*** PROVIDED PASSAGE Section Begins ***

Perlis on Strong and Weak Self-Reference - A Mirror Reversal

Abstract: The kind of self-reference which Perlis (1997) characterizes as strong, as opposed to formal self-reference which he characterizes as weak, is actually already present in standard forms of formal self-reference. Even if formal self-reference is weak because it is delegated, there is no specific delegation of reference for self-referential sentences, and their ‘self’ part is strong enough. In particular, the structure of self-reference in Gödel’s sentence, with its application of a self-referential process to itself, provides a model of Perlis’ characterization of a self. This structure can also be interpreted visually, in a way relevant to self and consciousness, namely as self-recognition in a mirror.

1. Introduction

The view that consciousness has something to do with self-reference appears in various forms. It may connect self-reference only with self-consciousness, in the sense of the apparent truism

consciousness + self-reference = self-consciousness

In this vein, Jackendoff says that self-consciousness 'involves (at least) a combination of ordinary consciousness with self-reference' (Jackendoff, 1987, p. 18). The opposite view is that self-consciousness is already involved in (ordinary) consciousness itself: consciousness entails (Gennaro, 1996) or 'requires a large degree of' self-consciousness (Hofstadter, 1980, p. 328). Similarly, in a recent paper in this journal, Perlis suggests that '[self-consciousness] is the most basic form of all [consciousness]' (Perlis, 1997, p. 516). On this kind of view, self-reference is not merely a necessary condition of (self-)consciousness but something much more central to it, closer to a sufficient condition; as Perlis says, 'consciousness is ... first and foremost, a special kind of self-reference' (p. 514). A similar orientation is evident in the autopoietic literature: if self-reference is the 'characteristic property of autopoiesis' (Morin, 1981, p. 130), then 'setting consciousness roughly equal with autopoiesis' (Locker, 1981, p. 225) roughly means that self-reference is the characteristic property of consciousness.

*** PROVIDED PASSAGE Section Ends ***
*** EXTRACTED DATA Section Begins ***

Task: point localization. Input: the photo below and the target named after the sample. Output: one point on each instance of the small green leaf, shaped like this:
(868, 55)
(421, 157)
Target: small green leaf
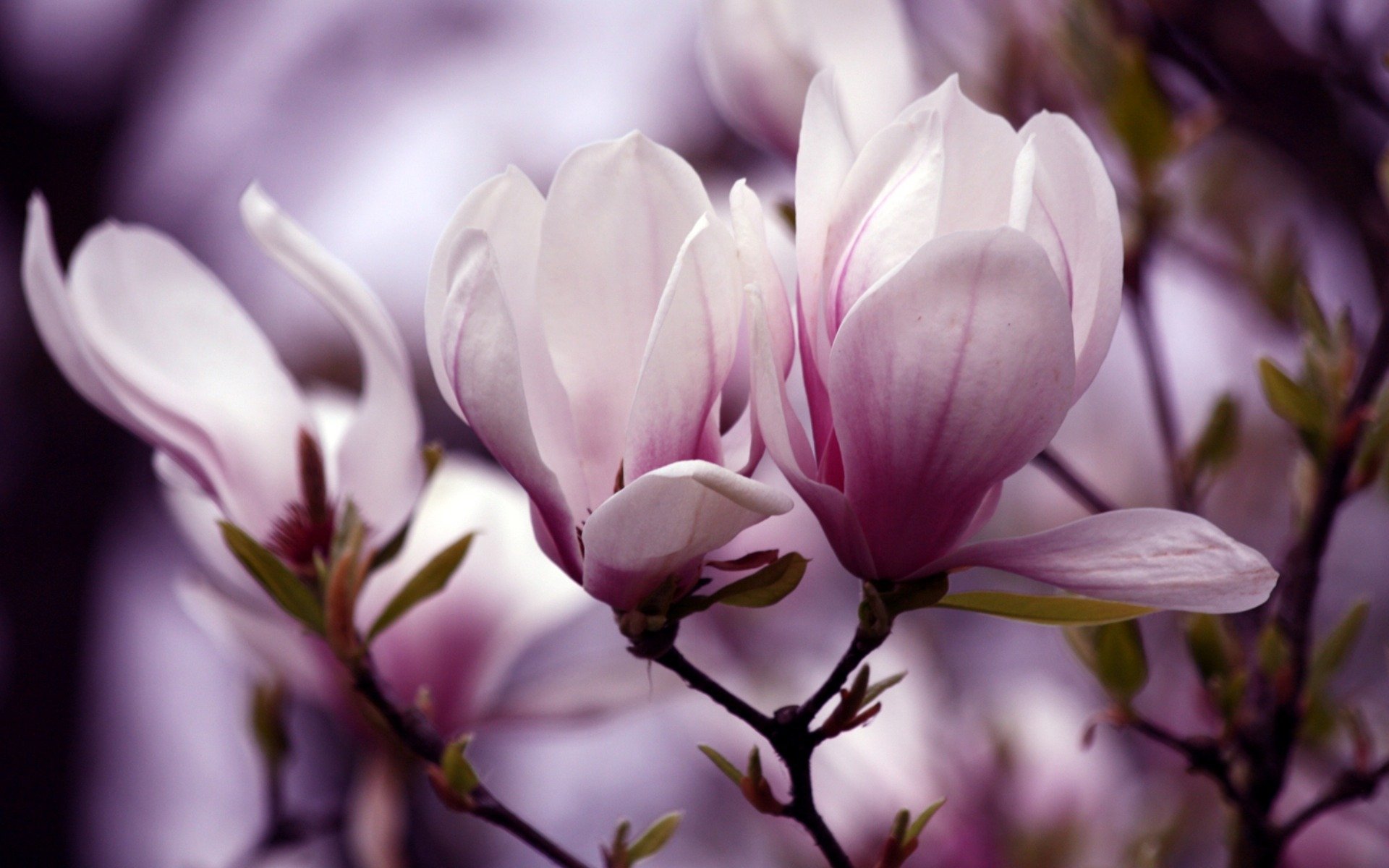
(1220, 441)
(1289, 400)
(764, 588)
(1120, 661)
(1209, 644)
(656, 836)
(1056, 610)
(425, 584)
(920, 824)
(1335, 649)
(880, 688)
(278, 579)
(456, 768)
(731, 771)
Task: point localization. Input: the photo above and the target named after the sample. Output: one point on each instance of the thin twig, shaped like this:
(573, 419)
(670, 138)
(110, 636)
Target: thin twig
(1055, 467)
(418, 735)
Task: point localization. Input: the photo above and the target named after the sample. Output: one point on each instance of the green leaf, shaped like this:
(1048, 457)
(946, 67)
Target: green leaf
(1335, 649)
(920, 824)
(1220, 439)
(1120, 661)
(731, 771)
(1209, 644)
(1289, 400)
(878, 688)
(1056, 610)
(279, 581)
(425, 584)
(456, 768)
(764, 588)
(656, 836)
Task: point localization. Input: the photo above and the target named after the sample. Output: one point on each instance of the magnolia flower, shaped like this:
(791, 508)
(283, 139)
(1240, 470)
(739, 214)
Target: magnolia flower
(157, 344)
(760, 56)
(959, 289)
(463, 644)
(587, 338)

*** EXTRACTED DATA Section Ends ***

EXERCISE TASKS:
(a) Translate this sentence from the excerpt on strong and weak self-reference into Spanish: "The view that consciousness has something to do with self-reference appears in various forms."
(b) Carry on the excerpt about Perlis and strong and weak self-reference, starting right after its final sentence.

RESPONSES FOR EACH TASK:
(a) La idea de que la conciencia tiene algo que ver con la autorreferencia aparece en diversas formas.

(b)
However, Perlis' special kind of self-reference, sufficient to, as Locker says, 'found the subject' (Locker, 1981, p. 226), is supposed to be a new, strong form of self-reference, stronger than the traditional forms 'cited and studied, from antiquity to the present' (Perlis, 1997, p. 518). The next section of the paper examines this claim and shows that the properties of what Perlis calls strong self-reference are already at work in its traditional forms, which he classifies as weak. In particular, the structure of self-reference in Gödel's sentence provides a model of Perlis' characterization of a self. Interpreting this structure visually then provides a formal model of self-recognition in a mirror, a biologically rare ability thought to indicate self-awareness (Section 3). The paper concludes by tracing briefly the theme of strong self-reference in philosophical conceptions of consciousness (Section 4).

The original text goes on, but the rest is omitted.